*** Opening GIVEN DATA ***

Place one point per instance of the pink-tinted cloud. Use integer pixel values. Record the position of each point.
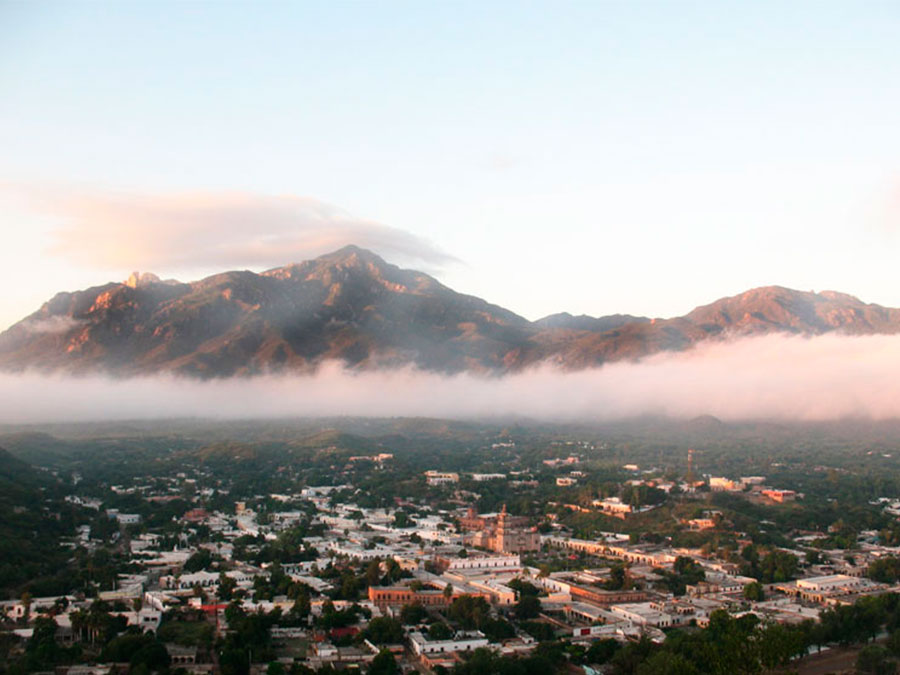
(777, 376)
(172, 232)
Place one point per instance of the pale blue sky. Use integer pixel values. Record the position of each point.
(593, 157)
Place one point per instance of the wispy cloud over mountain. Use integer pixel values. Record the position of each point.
(776, 377)
(170, 232)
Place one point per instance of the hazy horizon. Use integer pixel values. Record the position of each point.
(592, 158)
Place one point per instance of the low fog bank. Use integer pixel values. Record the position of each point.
(774, 377)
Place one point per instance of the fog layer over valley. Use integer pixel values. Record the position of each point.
(776, 376)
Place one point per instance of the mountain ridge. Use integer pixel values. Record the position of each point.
(352, 306)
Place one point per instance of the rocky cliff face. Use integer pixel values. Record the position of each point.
(354, 307)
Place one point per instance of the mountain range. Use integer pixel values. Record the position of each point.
(352, 306)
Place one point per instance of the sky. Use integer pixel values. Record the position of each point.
(590, 157)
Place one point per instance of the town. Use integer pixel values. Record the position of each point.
(533, 549)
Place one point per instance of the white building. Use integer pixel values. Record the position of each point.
(462, 642)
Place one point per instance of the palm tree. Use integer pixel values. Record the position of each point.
(79, 622)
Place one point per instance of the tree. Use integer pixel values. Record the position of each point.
(384, 630)
(754, 592)
(384, 663)
(528, 607)
(439, 631)
(875, 659)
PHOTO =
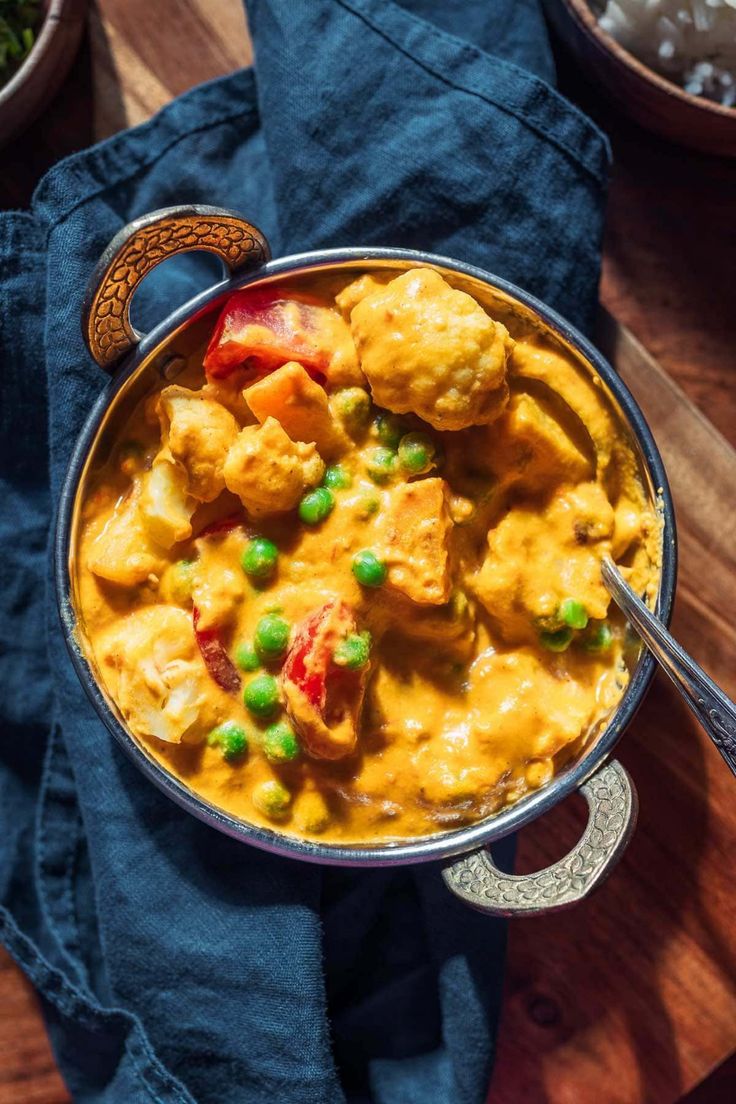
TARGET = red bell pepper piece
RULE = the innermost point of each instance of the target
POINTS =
(323, 701)
(216, 660)
(263, 327)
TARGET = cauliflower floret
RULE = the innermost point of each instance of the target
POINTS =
(537, 558)
(198, 433)
(268, 471)
(429, 349)
(415, 542)
(290, 395)
(166, 507)
(155, 671)
(123, 552)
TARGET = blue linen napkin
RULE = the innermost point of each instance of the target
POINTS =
(173, 964)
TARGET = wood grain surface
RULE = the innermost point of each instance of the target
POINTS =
(630, 998)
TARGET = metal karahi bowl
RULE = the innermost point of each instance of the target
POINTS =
(134, 361)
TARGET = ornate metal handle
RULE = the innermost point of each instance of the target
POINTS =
(714, 710)
(140, 246)
(612, 816)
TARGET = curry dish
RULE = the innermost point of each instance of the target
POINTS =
(342, 575)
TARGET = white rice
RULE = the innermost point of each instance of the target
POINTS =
(692, 42)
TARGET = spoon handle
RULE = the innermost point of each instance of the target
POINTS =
(714, 710)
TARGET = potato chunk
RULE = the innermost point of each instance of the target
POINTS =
(416, 541)
(268, 471)
(428, 349)
(217, 580)
(533, 449)
(155, 671)
(123, 552)
(199, 433)
(290, 395)
(537, 558)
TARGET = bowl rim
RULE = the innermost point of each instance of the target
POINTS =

*** Closing GIVEN DATA ***

Give every record again exactly, apart from the pictures, which stay out.

• [ANSWER BELOW]
Place one point per instance of the pink-tinted cloud. Use integer pixel values. Record the position of each point.
(777, 376)
(172, 232)
Place one point per instance of the pale blue sky. Use integer pixel values. Record the position of each point.
(593, 157)
Place one point per instance of the wispy cloud over mountain. Use integer pixel values. Record the position of each point.
(776, 377)
(170, 232)
Place one point per instance of the hazy horizon. Use integer pixel values. Record the position of each point.
(592, 158)
Place one point per instance of the low fog bank. Use integer pixel values. Record the position of each point.
(774, 377)
Place one point per instance of the fog layer over valley. Use integer pixel values. Record the position of each point.
(776, 376)
Place one point per instance of the mountain ridge. Use integer pixel values. Record the position of each point.
(352, 306)
Place one point per instance of the rocky cliff face. Use integer pixel values. Record the position of each point.
(354, 307)
Place one point per instance of the mountain range. Use integer pixel values. Record the position of each point.
(352, 306)
Place one point per instance of the sky. Use integer pixel values. Record the position of each point.
(590, 157)
Place one point per instance of the town. Use integer pixel values. Record the position of each point.
(533, 549)
Place one point per instance of the white building. Use integer pixel values. Record the position of each point.
(462, 642)
Place one point per instance of the palm tree. Use integer pixel values. Record the position of each point.
(79, 622)
Place one point per instance of the tree. Use integer pixel values. Record the position of each point.
(384, 630)
(754, 592)
(384, 663)
(528, 607)
(439, 631)
(875, 659)
PHOTO =
TARGET = red bell pepper piece
RULE = the innermost point of each instance of the target
POINTS =
(323, 701)
(216, 660)
(263, 327)
TARGET = cauliflower floret
RULE = the innermost point of each instance of the target
POINTS =
(537, 558)
(198, 433)
(268, 471)
(429, 349)
(415, 542)
(290, 395)
(166, 507)
(155, 671)
(123, 552)
TARGET = blue linen napkin
RULE = the innermost point of each instance of the target
POINTS =
(173, 964)
TARGET = wood grain surface
RULE = the innermost point of each instance of the target
POINTS =
(630, 998)
TARGET = metal karahi bowl
RULE = the innermost point of each instance of the target
POINTS =
(134, 361)
TARGET = ornate metal handle
RULE = the innermost point of each instance of the target
POINTS =
(714, 710)
(140, 246)
(612, 816)
TARGET = curry dish
RULE = the innermost point of each instance of the target
POINTS =
(342, 575)
TARGET = white rice
RULE = the innermost point of each instance of the target
POINTS =
(692, 42)
TARGET = spoon handle
RULE = the innermost point of each instance of the target
POINTS =
(714, 710)
TARGET = potato chunk
RULE = the innermost point of each instance of the target
POINTS =
(416, 541)
(268, 471)
(428, 349)
(217, 580)
(533, 449)
(155, 671)
(123, 552)
(199, 433)
(290, 395)
(537, 558)
TARGET = bowl rim
RULE = the innermost point of each instance of the target
POINTS =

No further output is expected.